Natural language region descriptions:
-- Opening Marker --
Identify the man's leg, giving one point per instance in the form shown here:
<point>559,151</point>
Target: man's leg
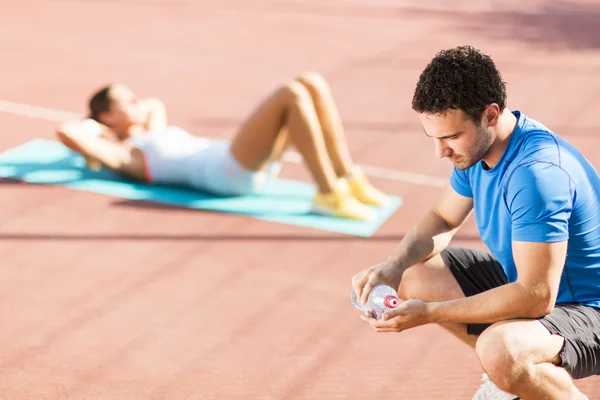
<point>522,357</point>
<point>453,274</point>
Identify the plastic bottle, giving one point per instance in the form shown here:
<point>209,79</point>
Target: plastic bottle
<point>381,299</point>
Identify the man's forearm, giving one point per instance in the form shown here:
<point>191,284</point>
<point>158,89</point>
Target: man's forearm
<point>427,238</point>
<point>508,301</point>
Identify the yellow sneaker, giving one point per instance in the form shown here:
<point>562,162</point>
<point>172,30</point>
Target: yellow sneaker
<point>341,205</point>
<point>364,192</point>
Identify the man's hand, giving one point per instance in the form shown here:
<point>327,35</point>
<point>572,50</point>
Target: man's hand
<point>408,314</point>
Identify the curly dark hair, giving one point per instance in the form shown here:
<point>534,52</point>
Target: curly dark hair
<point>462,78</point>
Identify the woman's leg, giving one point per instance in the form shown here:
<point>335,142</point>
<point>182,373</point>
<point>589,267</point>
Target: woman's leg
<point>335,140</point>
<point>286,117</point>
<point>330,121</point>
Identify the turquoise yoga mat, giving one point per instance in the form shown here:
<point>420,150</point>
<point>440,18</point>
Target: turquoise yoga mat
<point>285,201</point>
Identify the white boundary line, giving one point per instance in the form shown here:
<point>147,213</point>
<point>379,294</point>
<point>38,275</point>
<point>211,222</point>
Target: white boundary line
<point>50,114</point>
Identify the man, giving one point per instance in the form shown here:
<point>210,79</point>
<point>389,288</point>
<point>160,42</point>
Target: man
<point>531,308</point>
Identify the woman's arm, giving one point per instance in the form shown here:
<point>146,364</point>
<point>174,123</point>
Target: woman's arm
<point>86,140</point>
-- Closing Marker --
-- Opening Marker --
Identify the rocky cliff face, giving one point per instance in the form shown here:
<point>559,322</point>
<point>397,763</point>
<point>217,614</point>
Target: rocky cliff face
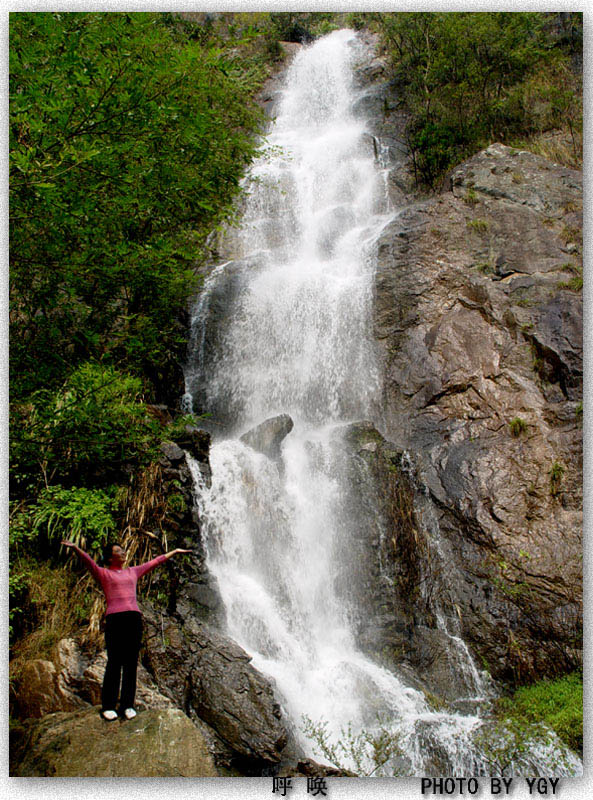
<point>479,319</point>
-- Closing Marker --
EXERCISE DETAILS
Now transcribe the lines above exactly, starting at the line containing "Identify the man's leg, giving" and ending at the line containing "<point>572,50</point>", both lines included, pictures excluded.

TASK ANSWER
Identify the man's leg, giving one point per instance in the form shown here:
<point>559,151</point>
Target: man's leg
<point>522,357</point>
<point>453,274</point>
Identify the plastic bottle, giving one point per instance in the form shown here:
<point>209,79</point>
Target: plastic bottle
<point>381,299</point>
Identify the man's forearm, giving one point per instance in the form shown here:
<point>191,284</point>
<point>158,89</point>
Target: man's forearm
<point>427,238</point>
<point>508,301</point>
Identify the yellow sneaker, giving one point per instance in the form shown here:
<point>562,162</point>
<point>172,30</point>
Target: yellow sneaker
<point>341,205</point>
<point>364,192</point>
Identify the man's hand, giving one point per instance in the form shown here:
<point>327,35</point>
<point>572,50</point>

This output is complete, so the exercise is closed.